**Exercise prompt:**
Which rows below contain the word "horizon"? List each of them in full, treating uppercase and lowercase as different.

**Records to use:**
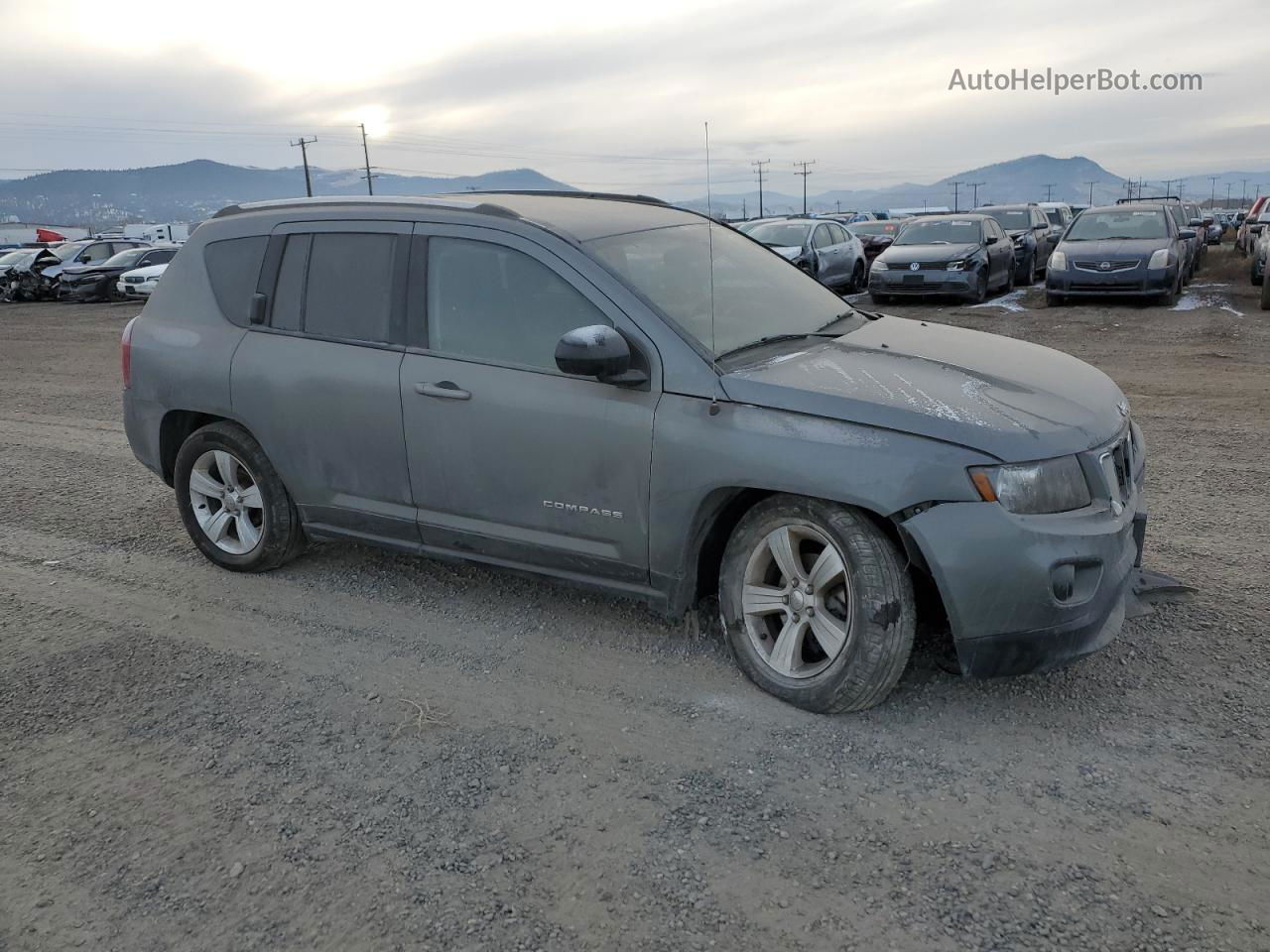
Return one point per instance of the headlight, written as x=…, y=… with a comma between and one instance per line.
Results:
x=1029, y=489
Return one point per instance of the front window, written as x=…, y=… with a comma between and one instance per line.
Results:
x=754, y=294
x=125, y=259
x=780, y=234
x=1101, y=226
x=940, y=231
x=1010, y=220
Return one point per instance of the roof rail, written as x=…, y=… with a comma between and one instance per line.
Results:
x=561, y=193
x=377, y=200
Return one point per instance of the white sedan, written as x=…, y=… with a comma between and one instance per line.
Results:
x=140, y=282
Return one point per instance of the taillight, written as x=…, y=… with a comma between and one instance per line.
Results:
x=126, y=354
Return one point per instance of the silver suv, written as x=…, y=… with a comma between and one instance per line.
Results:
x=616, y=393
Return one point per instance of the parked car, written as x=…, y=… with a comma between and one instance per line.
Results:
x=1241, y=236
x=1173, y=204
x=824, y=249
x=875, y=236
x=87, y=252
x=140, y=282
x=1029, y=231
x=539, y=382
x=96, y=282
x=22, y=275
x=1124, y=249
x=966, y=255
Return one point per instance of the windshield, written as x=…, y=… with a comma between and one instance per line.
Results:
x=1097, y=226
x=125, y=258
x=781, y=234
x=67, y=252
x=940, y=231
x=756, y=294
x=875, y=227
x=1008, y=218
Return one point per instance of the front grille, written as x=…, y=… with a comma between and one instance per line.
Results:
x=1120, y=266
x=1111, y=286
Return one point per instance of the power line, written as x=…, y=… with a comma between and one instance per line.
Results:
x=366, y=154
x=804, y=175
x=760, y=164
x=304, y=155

--

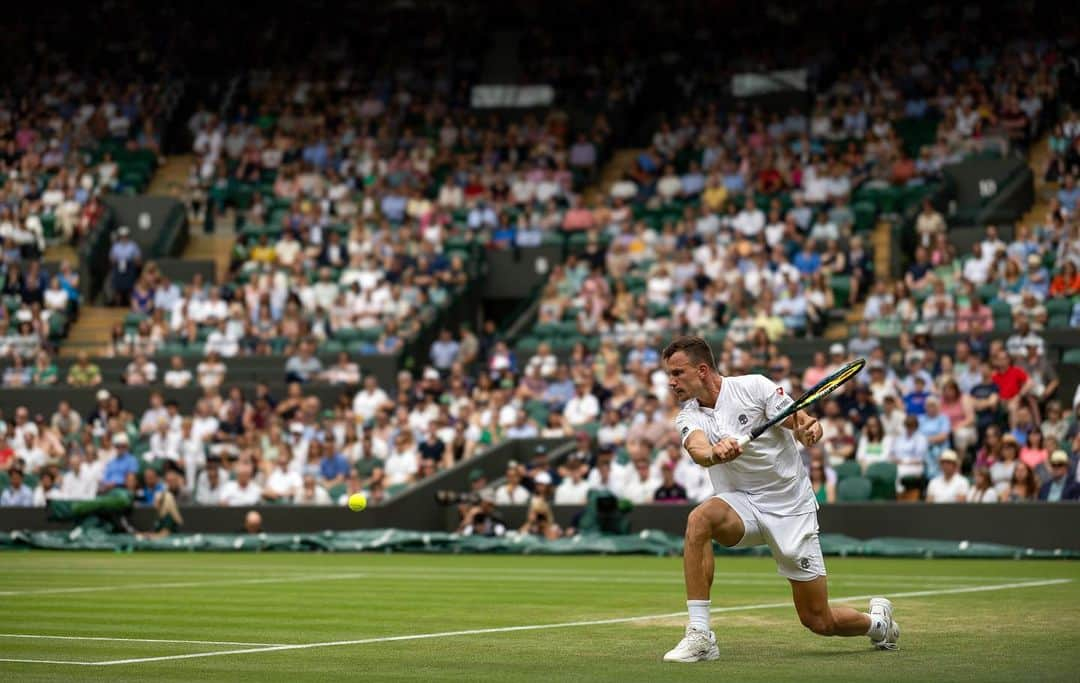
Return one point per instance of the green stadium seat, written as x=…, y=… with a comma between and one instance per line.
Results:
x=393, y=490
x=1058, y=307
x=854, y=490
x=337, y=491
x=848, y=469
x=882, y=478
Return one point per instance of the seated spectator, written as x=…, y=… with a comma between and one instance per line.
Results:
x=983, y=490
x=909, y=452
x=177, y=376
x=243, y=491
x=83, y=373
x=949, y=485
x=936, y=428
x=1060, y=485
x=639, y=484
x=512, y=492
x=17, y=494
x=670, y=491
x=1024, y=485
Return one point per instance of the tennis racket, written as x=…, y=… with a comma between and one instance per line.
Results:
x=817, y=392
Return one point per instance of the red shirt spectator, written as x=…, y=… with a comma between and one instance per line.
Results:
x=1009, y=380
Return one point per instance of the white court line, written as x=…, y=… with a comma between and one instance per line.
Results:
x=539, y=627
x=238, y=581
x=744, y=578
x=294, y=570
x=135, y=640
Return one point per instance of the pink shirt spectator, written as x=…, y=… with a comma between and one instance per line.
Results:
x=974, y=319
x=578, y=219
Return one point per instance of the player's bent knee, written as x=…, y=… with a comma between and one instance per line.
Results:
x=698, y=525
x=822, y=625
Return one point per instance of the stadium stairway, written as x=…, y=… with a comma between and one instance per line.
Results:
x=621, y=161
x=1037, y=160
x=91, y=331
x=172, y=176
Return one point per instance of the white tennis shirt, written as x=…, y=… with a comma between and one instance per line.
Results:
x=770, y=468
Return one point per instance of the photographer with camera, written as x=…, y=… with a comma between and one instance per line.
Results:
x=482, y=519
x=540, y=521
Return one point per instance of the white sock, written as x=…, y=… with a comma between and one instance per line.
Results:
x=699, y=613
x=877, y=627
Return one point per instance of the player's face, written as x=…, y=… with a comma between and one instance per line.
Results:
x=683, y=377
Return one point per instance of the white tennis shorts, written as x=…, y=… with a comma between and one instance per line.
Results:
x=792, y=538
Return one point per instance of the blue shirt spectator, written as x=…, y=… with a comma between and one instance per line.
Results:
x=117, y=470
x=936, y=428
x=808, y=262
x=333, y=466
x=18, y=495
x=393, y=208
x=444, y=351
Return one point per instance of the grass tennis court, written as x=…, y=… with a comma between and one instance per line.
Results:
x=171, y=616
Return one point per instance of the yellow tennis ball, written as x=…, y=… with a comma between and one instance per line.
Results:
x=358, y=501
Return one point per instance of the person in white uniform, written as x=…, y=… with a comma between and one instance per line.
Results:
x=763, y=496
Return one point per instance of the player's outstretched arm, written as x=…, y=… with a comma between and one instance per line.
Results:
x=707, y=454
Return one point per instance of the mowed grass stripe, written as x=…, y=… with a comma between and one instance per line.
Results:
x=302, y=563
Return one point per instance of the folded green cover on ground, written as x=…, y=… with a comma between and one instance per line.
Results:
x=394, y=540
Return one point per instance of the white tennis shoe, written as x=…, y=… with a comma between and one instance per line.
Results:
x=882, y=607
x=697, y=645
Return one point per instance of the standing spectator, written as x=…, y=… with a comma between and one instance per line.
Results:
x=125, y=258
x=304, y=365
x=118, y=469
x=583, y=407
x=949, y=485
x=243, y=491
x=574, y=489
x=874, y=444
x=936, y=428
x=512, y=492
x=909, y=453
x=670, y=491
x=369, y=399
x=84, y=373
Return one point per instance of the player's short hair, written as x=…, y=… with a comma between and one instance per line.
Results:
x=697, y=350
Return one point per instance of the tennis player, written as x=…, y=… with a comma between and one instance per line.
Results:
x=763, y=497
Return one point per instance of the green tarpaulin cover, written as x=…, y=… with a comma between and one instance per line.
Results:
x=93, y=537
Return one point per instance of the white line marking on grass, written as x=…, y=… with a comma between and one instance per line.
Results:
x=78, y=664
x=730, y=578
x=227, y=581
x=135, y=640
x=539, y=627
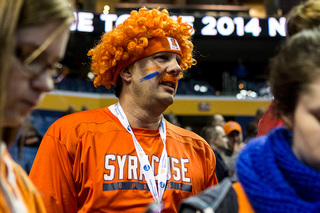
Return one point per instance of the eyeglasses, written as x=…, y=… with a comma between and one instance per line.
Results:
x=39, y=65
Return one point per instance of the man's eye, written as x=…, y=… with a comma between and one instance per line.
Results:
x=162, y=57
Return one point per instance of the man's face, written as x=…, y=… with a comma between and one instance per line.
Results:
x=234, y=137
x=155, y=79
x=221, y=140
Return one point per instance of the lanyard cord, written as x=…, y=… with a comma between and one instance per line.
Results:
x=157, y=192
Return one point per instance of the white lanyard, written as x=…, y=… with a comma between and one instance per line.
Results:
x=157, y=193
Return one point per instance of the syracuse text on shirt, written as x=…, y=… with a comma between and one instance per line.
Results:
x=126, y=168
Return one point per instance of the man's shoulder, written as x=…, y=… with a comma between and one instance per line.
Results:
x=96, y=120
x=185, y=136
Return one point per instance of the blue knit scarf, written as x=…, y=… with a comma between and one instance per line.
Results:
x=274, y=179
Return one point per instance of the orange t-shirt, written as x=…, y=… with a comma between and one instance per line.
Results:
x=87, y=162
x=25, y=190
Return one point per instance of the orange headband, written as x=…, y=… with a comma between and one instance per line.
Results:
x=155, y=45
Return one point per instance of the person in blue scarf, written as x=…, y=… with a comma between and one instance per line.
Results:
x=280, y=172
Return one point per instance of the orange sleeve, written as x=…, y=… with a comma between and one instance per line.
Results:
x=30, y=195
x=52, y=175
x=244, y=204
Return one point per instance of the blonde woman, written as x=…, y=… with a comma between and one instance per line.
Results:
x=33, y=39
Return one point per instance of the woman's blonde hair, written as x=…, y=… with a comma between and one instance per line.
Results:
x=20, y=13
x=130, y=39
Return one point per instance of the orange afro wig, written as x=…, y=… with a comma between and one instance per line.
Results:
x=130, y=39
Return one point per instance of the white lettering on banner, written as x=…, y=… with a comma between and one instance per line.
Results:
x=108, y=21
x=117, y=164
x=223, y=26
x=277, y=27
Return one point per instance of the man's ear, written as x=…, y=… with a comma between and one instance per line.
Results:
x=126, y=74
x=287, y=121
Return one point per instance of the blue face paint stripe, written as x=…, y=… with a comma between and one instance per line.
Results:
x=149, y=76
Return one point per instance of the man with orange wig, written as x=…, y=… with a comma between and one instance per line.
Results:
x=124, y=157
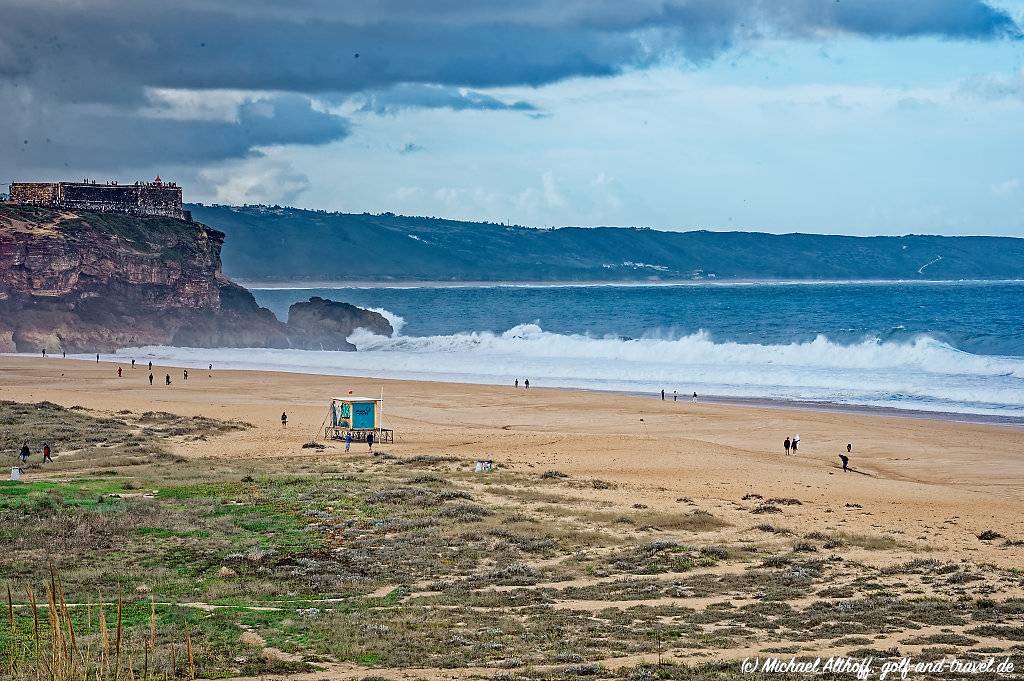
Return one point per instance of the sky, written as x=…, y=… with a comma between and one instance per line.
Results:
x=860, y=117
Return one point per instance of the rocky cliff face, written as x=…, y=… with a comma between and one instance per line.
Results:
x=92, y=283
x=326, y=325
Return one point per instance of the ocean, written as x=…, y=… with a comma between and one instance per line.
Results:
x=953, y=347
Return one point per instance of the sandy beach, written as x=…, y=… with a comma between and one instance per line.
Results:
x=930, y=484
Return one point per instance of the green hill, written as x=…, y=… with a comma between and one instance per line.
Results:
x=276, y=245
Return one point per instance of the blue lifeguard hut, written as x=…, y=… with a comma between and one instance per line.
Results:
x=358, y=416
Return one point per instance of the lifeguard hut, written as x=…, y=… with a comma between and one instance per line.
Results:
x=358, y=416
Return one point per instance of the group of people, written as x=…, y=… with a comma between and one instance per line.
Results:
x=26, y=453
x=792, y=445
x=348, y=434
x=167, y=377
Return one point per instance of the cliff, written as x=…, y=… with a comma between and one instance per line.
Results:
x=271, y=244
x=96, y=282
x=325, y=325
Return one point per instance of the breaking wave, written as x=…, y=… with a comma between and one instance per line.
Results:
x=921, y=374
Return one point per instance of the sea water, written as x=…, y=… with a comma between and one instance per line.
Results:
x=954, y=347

* * *

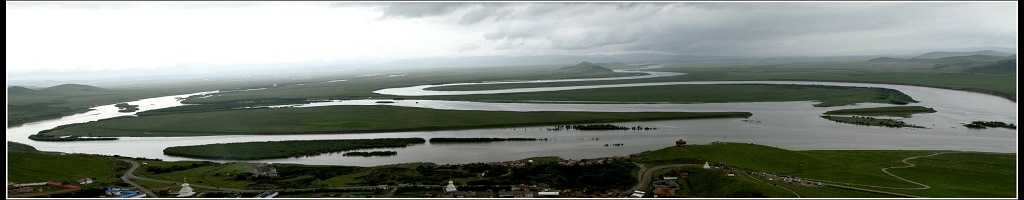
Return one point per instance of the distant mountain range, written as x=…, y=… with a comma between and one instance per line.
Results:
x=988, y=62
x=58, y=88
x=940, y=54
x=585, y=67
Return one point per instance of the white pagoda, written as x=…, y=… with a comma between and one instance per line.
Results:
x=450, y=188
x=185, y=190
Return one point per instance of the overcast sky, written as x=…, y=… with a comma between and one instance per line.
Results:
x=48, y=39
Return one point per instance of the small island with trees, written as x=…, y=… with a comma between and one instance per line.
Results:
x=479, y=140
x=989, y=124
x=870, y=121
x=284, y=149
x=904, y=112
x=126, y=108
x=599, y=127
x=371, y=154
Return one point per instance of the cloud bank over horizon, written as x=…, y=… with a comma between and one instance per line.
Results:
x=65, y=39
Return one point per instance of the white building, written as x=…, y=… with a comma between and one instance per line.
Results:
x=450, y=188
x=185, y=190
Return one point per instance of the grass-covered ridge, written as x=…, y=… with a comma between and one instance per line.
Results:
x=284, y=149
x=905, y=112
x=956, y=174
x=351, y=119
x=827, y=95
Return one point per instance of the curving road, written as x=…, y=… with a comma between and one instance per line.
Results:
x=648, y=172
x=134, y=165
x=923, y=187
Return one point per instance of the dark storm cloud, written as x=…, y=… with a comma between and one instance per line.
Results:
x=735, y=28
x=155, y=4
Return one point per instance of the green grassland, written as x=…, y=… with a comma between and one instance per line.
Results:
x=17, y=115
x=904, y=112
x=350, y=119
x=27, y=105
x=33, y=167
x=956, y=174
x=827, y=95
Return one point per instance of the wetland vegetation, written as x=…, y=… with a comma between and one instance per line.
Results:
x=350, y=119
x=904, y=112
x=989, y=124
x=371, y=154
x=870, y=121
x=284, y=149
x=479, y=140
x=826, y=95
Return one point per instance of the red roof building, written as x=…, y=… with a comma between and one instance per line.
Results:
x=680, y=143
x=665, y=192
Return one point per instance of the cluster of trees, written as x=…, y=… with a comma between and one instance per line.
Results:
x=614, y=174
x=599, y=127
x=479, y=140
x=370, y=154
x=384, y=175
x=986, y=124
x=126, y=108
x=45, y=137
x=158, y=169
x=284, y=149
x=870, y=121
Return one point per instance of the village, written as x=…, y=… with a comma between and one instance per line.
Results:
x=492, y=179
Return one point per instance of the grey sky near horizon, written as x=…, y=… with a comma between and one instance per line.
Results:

**Full output:**
Return one point per instance of the cloud bank over horizon, written as x=…, y=… with a comma between and one instance per line.
Return one point per instance of the grey sky near horizon, written as x=…, y=… with a comma between and one instance per line.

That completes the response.